### TEXT:
---+---

Now when the data is retrieved, SQL Server reads the forwarding record, and uses the infromation in the forwarding record to find the actual record which is places on 2:150:0.

Because of this, SQL Server needs to guarantee that it can put at least a 9-byte forwarding record on any page that is used by an existing row, meaning that if a row is less than 9-byte, it will reserve 9 bytes anyways.

If the explanation is still unclear, it might help to have a look at the book 'Inside SQL Server 2005: the storage engine' by Kalen Delaney (http://www.amazon.com/Inside-Microsoft-SQL-Server-2005/dp/0735621055/ref=pd_bbs_sr_1/002-2072619-2748829?ie=UTF8&s=books&qid=1187755949&sr=8-1).

The book has a better description than I can give here (I think there are about 10 pages or so about different record formats, etc).

Thanks,

|||

Marcel

thanks for your reply

char(1) and char(2) take same space?

I create two tables:

create table table1

(

col1 char(1)

)

go

create table table2

(

col2 char(2)

)

go

I add some records to two tables after createing operation completed.

Then i use dbcc page command to oversee the structures of data page in two tables.

I found some interest things:

The rows in two tabes take up same space:9 bytes

You can see the "9" on top of the data, for example:Slot 0, Offset 0x60, Length 9, DumpStyle BYTE

or calculate from the offset array

Any suggestions?

Did you enter same type of data in both tables?
|||

yes

And you can found that :the two tables can both contain as many as 699 rows per data page.

|||That surprising. Char(2) suppose to use 2 bytes and Char(1) suppose to use 1.
Can you tell me how many records you have in both tables?
|||

the sql script i used:

declare @.a int
set @.a=0
while @.a<4000
begin
insert into table1 values('a')
set @.a=@.a+1
end

-

declare @.a int
set @.a=0
while @.a<4000
begin
insert into table2 values('aa')

---+---

### ENTRIES PROVIDED:
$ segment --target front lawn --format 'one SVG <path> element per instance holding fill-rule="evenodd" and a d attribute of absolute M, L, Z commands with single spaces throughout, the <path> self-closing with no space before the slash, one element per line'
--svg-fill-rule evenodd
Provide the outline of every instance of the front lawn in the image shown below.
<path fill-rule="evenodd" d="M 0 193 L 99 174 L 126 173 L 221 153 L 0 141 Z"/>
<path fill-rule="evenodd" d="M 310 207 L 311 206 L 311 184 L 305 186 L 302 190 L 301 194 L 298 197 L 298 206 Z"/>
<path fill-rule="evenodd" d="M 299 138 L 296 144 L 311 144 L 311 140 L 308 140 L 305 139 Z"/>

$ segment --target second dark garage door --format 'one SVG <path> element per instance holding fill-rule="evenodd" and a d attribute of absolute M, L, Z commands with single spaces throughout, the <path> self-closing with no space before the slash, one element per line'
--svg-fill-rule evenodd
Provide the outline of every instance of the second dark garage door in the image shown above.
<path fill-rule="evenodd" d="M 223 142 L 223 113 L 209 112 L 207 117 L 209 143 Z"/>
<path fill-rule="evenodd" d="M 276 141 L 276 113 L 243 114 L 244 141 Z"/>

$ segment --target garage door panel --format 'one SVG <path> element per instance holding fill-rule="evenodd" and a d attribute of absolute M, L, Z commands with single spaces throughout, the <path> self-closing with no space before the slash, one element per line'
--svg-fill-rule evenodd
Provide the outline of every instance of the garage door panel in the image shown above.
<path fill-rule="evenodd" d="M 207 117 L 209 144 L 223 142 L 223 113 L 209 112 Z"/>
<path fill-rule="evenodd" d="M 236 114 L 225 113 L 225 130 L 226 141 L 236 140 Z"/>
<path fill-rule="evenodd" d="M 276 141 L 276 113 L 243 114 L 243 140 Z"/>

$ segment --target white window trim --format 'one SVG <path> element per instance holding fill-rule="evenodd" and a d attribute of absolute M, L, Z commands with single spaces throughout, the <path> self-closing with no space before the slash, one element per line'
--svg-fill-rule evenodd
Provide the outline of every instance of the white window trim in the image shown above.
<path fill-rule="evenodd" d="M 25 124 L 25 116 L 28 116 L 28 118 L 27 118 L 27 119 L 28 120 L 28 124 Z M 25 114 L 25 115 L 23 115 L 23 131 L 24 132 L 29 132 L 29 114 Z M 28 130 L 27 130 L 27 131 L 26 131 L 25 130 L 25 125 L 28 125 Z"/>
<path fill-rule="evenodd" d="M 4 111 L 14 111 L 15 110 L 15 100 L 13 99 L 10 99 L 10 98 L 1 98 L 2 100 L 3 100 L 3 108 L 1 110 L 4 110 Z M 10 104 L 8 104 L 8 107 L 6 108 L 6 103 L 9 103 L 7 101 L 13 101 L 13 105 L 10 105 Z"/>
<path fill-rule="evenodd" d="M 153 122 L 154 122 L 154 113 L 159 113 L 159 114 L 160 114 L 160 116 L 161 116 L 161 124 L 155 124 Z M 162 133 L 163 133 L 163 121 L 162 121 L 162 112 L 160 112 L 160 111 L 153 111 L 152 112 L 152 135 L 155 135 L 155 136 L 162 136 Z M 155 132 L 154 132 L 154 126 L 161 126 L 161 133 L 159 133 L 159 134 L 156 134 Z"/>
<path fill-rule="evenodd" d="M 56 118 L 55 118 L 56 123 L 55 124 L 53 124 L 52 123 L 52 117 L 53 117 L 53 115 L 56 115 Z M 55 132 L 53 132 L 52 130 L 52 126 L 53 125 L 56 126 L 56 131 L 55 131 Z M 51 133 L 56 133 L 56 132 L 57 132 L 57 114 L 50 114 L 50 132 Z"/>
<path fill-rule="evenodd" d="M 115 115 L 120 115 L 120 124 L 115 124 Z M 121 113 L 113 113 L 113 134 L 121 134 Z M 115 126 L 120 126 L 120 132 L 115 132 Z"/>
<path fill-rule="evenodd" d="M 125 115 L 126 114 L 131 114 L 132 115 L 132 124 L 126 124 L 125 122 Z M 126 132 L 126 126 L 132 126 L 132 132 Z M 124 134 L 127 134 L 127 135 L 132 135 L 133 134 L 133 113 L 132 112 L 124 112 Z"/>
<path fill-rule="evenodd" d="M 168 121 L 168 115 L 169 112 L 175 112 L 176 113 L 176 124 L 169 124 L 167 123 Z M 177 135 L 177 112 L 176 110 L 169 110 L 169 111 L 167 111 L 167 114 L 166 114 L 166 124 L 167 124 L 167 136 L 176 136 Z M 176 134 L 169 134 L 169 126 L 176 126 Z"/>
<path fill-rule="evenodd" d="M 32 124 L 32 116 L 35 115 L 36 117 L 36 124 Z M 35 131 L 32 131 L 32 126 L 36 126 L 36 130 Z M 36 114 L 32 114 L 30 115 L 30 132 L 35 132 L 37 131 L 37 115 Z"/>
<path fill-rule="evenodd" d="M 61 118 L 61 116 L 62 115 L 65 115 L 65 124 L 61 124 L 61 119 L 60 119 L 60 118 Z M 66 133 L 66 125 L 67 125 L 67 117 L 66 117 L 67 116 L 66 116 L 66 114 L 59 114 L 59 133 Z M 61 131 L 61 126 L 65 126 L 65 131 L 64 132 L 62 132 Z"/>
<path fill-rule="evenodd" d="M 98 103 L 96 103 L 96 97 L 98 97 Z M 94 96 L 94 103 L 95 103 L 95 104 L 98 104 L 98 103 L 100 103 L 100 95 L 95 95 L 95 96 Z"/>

---+---

### PROBLEMS:
A - Could you reproduce the SQL Server discussion above word for word, in full?
B - In the records, could you rewrite the lines from the one containing "segment --target second" through the one containing "Provide the outline of every instance of the second", both included, replacing "dark" with "black" and changing nothing else? Return only those lines.

### TASK RESPONSES:
A -
Now when the data is retrieved, SQL Server reads the forwarding record, and uses the infromation in the forwarding record to find the actual record which is places on 2:150:0.

Because of this, SQL Server needs to guarantee that it can put at least a 9-byte forwarding record on any page that is used by an existing row, meaning that if a row is less than 9-byte, it will reserve 9 bytes anyways.

If the explanation is still unclear, it might help to have a look at the book 'Inside SQL Server 2005: the storage engine' by Kalen Delaney (http://www.amazon.com/Inside-Microsoft-SQL-Server-2005/dp/0735621055/ref=pd_bbs_sr_1/002-2072619-2748829?ie=UTF8&s=books&qid=1187755949&sr=8-1).

The book has a better description than I can give here (I think there are about 10 pages or so about different record formats, etc).

Thanks,

|||

Marcel

thanks for your reply

char(1) and char(2) take same space?

I create two tables:

create table table1

(

col1 char(1)

)

go

create table table2

(

col2 char(2)

)

go

I add some records to two tables after createing operation completed.

Then i use dbcc page command to oversee the structures of data page in two tables.

I found some interest things:

The rows in two tabes take up same space:9 bytes

You can see the "9" on top of the data, for example:Slot 0, Offset 0x60, Length 9, DumpStyle BYTE

or calculate from the offset array

Any suggestions?

Did you enter same type of data in both tables?
|||

yes

And you can found that :the two tables can both contain as many as 699 rows per data page.

|||That surprising. Char(2) suppose to use 2 bytes and Char(1) suppose to use 1.
Can you tell me how many records you have in both tables?
|||

the sql script i used:

declare @.a int
set @.a=0
while @.a<4000
begin
insert into table1 values('a')
set @.a=@.a+1
end

-

declare @.a int
set @.a=0
while @.a<4000
begin
insert into table2 values('aa')

B -
$ segment --target second black garage door --format 'one SVG <path> element per instance holding fill-rule="evenodd" and a d attribute of absolute M, L, Z commands with single spaces throughout, the <path> self-closing with no space before the slash, one element per line'
--svg-fill-rule evenodd
Provide the outline of every instance of the second black garage door in the image shown above.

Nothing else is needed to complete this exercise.